Transcribe word for word the lines spanning the line with "Task: Indicate the gorilla's arm" through the end of the records.

§ EXERCISE DATA:
* * *

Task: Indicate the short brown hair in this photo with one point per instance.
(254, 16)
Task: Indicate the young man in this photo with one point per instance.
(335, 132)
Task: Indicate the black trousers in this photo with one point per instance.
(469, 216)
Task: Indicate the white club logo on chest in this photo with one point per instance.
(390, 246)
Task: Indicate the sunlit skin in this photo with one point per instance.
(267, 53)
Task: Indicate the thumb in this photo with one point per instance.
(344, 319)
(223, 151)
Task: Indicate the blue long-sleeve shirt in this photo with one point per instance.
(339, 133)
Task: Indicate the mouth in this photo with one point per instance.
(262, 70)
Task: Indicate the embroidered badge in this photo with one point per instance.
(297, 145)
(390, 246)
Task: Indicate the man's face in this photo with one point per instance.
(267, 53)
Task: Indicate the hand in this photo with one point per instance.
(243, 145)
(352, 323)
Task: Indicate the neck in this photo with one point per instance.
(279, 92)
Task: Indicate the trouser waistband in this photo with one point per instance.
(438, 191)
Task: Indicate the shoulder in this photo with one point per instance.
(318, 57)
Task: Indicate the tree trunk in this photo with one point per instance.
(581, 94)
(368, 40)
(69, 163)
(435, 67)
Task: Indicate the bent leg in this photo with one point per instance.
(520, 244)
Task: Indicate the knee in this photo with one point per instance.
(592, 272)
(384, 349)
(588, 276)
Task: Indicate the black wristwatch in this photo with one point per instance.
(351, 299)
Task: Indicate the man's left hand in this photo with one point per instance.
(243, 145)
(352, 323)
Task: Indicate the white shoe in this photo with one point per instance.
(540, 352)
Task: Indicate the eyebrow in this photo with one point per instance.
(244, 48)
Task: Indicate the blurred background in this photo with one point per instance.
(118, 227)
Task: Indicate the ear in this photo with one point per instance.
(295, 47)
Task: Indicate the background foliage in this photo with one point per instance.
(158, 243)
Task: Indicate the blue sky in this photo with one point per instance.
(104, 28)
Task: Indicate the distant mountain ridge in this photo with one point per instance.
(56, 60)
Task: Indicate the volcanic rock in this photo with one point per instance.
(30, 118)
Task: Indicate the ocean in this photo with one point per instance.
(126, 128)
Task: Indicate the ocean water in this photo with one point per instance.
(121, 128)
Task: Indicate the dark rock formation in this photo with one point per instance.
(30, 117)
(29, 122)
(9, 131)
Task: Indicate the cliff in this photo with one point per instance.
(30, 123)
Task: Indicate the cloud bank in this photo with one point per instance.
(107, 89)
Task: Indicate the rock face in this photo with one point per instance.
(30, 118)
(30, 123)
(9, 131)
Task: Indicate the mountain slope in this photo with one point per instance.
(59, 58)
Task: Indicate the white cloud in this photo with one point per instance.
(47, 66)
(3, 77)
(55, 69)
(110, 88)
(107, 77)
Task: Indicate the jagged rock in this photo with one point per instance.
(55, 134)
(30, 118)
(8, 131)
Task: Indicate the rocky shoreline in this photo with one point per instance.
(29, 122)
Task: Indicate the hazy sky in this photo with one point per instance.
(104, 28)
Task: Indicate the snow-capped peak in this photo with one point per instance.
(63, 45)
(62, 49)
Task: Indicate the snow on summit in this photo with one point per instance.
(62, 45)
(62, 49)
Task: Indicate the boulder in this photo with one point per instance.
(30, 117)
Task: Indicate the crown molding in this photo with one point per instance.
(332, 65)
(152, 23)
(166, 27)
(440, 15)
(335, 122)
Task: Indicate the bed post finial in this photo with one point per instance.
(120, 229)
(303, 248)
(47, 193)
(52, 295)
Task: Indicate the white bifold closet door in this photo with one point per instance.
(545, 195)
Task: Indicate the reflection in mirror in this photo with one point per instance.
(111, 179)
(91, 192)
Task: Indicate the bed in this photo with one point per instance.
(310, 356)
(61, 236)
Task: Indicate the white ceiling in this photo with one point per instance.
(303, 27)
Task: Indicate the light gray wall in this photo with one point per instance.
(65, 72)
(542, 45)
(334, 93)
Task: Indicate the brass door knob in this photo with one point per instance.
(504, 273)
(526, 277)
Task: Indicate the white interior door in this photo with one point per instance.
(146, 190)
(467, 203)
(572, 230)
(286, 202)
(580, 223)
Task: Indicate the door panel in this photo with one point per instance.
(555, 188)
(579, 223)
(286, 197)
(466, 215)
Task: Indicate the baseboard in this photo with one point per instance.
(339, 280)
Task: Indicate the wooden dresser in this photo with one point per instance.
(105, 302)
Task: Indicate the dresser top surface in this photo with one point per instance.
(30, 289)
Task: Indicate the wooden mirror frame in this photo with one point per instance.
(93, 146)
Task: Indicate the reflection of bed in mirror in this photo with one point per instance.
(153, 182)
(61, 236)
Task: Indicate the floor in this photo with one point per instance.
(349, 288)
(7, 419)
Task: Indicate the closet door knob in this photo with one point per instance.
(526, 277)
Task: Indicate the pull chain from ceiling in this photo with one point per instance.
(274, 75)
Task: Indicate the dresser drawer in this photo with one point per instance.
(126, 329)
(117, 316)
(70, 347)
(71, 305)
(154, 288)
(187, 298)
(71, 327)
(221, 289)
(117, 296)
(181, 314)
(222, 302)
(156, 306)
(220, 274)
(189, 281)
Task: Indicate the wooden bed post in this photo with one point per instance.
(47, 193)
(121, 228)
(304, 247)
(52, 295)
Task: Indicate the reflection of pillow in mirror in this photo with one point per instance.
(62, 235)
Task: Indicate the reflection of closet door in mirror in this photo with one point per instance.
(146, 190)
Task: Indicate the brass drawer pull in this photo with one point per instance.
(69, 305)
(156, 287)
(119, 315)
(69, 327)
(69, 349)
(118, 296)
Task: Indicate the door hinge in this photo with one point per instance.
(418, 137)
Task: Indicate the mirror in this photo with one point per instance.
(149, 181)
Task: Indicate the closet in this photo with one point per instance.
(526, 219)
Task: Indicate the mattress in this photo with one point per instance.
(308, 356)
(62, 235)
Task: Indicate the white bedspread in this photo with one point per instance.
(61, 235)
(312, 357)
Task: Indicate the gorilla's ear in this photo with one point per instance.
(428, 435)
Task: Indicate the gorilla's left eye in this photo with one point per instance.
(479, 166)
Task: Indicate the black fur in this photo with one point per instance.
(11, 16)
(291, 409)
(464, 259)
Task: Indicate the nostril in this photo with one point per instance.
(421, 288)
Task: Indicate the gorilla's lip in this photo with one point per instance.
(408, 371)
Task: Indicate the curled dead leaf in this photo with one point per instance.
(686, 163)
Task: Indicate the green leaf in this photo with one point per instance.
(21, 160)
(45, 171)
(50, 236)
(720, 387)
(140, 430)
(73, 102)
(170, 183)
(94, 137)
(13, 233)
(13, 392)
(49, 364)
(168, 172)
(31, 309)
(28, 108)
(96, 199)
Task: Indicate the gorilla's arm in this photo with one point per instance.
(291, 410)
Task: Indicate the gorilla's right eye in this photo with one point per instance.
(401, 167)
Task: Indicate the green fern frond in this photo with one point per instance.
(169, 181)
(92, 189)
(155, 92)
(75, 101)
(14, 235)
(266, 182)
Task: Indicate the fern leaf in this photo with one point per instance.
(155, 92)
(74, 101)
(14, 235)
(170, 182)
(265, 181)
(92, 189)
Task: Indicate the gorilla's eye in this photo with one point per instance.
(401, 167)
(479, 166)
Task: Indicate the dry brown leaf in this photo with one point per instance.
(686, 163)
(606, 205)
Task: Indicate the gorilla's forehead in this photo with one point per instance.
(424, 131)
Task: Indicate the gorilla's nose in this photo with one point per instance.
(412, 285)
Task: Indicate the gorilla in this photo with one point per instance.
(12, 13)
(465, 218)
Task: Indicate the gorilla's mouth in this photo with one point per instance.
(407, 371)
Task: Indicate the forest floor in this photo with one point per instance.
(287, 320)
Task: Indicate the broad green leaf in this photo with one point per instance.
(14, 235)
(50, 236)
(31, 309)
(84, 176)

* * *

§ OUTPUT BELOW:
Task: Indicate the gorilla's arm in this photo with one point per instance.
(291, 410)
Task: Indicate the gorilla's right eye in this photo with one point per instance.
(401, 167)
Task: Indicate the green fern frond in this photo with one point per instance.
(169, 181)
(92, 189)
(155, 92)
(75, 101)
(14, 235)
(266, 182)
Task: Indicate the fern leaf in this photo with one point per instance.
(155, 92)
(74, 101)
(14, 235)
(170, 182)
(265, 181)
(92, 189)
Task: Indicate the gorilla's eye in this photo with one point per instance.
(401, 167)
(479, 166)
Task: Indicate the dry brown leaf in this photo with one point per instance.
(686, 163)
(606, 205)
Task: Indicate the gorilla's forehead in this photo with one point per instance.
(424, 131)
Task: Indicate the gorilla's nose in this photo with one point per instance.
(412, 285)
Task: Indicate the gorilla in this photo with one point per instance.
(12, 13)
(465, 218)
Task: Indicate the gorilla's mouth in this photo with one point per instance.
(407, 371)
Task: Indicate the forest floor in this photo with one point per instance.
(287, 320)
Task: Indicate the broad green leaf in this photo with one point per instance.
(14, 235)
(50, 236)
(31, 309)
(84, 176)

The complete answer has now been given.